▶ Exercise goal: Exact copies of all the lines below are wanted, without a single picture.

▶ The data:
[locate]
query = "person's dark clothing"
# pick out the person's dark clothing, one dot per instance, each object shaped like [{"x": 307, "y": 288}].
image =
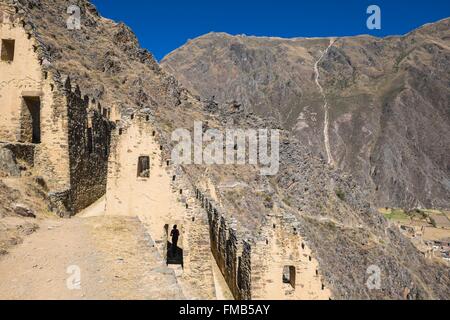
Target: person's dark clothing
[{"x": 175, "y": 234}]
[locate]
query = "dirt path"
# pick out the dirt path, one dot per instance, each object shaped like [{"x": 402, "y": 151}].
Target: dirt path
[
  {"x": 325, "y": 106},
  {"x": 112, "y": 254}
]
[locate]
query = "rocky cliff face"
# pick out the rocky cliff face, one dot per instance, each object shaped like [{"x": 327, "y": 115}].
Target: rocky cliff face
[
  {"x": 376, "y": 108},
  {"x": 345, "y": 234}
]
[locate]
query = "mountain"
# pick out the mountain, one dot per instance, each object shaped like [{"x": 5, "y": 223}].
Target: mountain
[
  {"x": 379, "y": 109},
  {"x": 319, "y": 203}
]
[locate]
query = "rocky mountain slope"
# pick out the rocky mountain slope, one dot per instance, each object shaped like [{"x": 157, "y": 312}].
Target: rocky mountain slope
[
  {"x": 346, "y": 234},
  {"x": 377, "y": 108}
]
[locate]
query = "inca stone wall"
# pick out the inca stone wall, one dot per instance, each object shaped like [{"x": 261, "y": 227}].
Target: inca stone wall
[
  {"x": 25, "y": 77},
  {"x": 160, "y": 198},
  {"x": 232, "y": 253},
  {"x": 89, "y": 147},
  {"x": 255, "y": 268}
]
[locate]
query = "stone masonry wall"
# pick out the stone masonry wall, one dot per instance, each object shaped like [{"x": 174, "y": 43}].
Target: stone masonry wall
[{"x": 233, "y": 255}]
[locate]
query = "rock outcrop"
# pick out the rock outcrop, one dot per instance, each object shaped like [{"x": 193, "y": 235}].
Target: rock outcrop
[{"x": 387, "y": 101}]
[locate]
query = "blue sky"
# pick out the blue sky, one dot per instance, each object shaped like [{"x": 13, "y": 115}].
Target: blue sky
[{"x": 165, "y": 25}]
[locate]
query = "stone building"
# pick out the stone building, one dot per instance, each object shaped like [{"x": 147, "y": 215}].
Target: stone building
[{"x": 43, "y": 115}]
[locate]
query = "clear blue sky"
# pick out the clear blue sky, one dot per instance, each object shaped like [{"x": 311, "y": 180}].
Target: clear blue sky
[{"x": 165, "y": 25}]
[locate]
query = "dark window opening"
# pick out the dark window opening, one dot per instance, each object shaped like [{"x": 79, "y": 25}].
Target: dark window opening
[
  {"x": 31, "y": 120},
  {"x": 8, "y": 50},
  {"x": 90, "y": 145},
  {"x": 174, "y": 249},
  {"x": 144, "y": 167},
  {"x": 289, "y": 275}
]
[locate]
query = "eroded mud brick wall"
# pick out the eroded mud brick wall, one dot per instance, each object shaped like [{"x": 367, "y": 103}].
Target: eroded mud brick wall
[
  {"x": 232, "y": 254},
  {"x": 283, "y": 265},
  {"x": 23, "y": 77},
  {"x": 89, "y": 147}
]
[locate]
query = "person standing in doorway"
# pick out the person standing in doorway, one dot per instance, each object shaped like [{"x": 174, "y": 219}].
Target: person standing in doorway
[{"x": 175, "y": 234}]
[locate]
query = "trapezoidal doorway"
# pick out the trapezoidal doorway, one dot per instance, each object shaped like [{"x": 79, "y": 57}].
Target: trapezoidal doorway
[{"x": 30, "y": 121}]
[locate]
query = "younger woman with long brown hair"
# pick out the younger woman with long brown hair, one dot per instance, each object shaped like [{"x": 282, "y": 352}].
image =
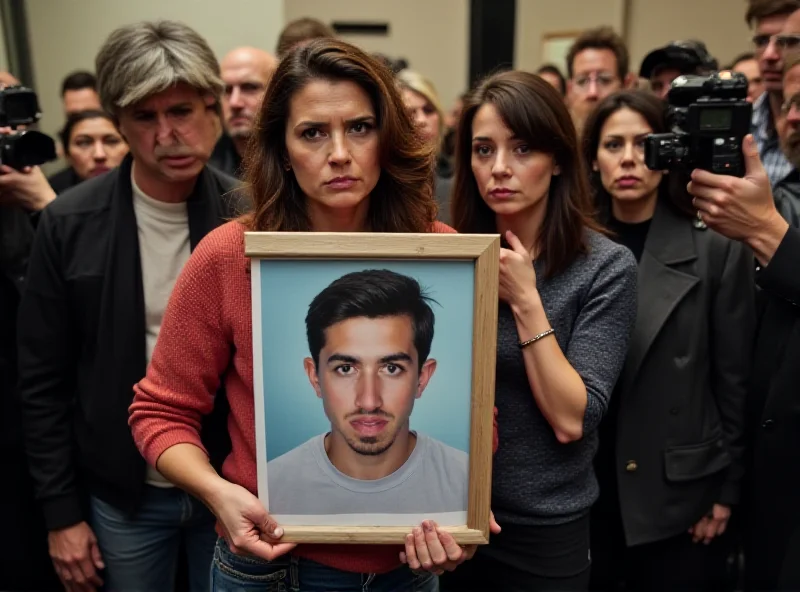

▶ Answer for this exercise:
[locate]
query = "person's dark clothing"
# pick out the person's dark clothing, one dot per instance, each object shaped like [{"x": 307, "y": 288}].
image =
Target: person's dark clothing
[{"x": 175, "y": 234}]
[locate]
query = "dirt path"
# pick out the dirt path, one dot per instance, each object shaped like [{"x": 402, "y": 151}].
Target: dirt path
[
  {"x": 325, "y": 106},
  {"x": 112, "y": 254}
]
[locate]
query = "rocky cliff face"
# pick out the rocky cliff face, one dot per instance, each object shaped like [{"x": 327, "y": 115}].
Target: rocky cliff face
[
  {"x": 376, "y": 108},
  {"x": 345, "y": 234}
]
[locate]
query = "mountain"
# pick out the mountain, one dot per instance, each object shaped like [{"x": 5, "y": 223}].
Target: mountain
[
  {"x": 379, "y": 109},
  {"x": 319, "y": 203}
]
[locate]
query = "rocky mountain slope"
# pick out the rocky mountain slope, one dot per instance, each object shaped like [{"x": 157, "y": 312}].
Target: rocky mountain slope
[
  {"x": 346, "y": 234},
  {"x": 377, "y": 108}
]
[locate]
query = "inca stone wall"
# pick out the inca stone wall, one dot per instance, each object shaped like [{"x": 261, "y": 227}].
Target: inca stone wall
[
  {"x": 25, "y": 77},
  {"x": 160, "y": 198},
  {"x": 232, "y": 253},
  {"x": 89, "y": 147},
  {"x": 255, "y": 268}
]
[locate]
query = "stone masonry wall"
# pick out the stone masonry wall, one dot per instance, each object shaped like [{"x": 174, "y": 43}].
Target: stone masonry wall
[{"x": 233, "y": 255}]
[locate]
query = "rock outcrop"
# pick out the rock outcrop, one dot per instance, each object shaped like [{"x": 193, "y": 235}].
Target: rock outcrop
[{"x": 387, "y": 101}]
[locate]
query = "blue sky"
# pick out the blue sky, one dot per instance, each object shaped like [{"x": 13, "y": 115}].
Target: blue sky
[{"x": 165, "y": 25}]
[locate]
query = "stone building"
# pick out the stone building, one dot per instance, each object shaped like [{"x": 147, "y": 215}].
Target: stone building
[{"x": 43, "y": 115}]
[locate]
query = "clear blue sky"
# pick out the clear blue sky, one dot per instance, each object shaped like [{"x": 311, "y": 180}].
Target: clear blue sky
[{"x": 165, "y": 25}]
[locate]
query = "dark window opening"
# pick out the dark window opening, one dot per instance, each object shaped like [{"x": 79, "y": 25}].
Target: dark window opening
[
  {"x": 31, "y": 120},
  {"x": 8, "y": 50},
  {"x": 90, "y": 145},
  {"x": 174, "y": 249},
  {"x": 144, "y": 167},
  {"x": 289, "y": 275}
]
[locate]
query = "eroded mud brick wall"
# pick out the eroded mud brick wall, one dot per instance, each object shaped like [{"x": 367, "y": 103}].
Target: eroded mud brick wall
[
  {"x": 232, "y": 254},
  {"x": 283, "y": 265},
  {"x": 23, "y": 77},
  {"x": 89, "y": 147}
]
[locate]
query = "person standing in doorway"
# pick out the person standing in doorway, one dot per instance, each object shaped like [{"x": 174, "y": 219}].
Target: person standing in doorway
[{"x": 175, "y": 234}]
[locate]
query = "trapezoidal doorway"
# pick out the trapezoidal doorway, one dot per instance, each object shaped like [{"x": 79, "y": 57}].
Target: trapezoidal doorway
[{"x": 30, "y": 121}]
[locate]
query = "younger woman with long brown hair"
# pick out the younger woman with long brown hair, one dot per instance, each object shaped like [{"x": 282, "y": 352}].
image =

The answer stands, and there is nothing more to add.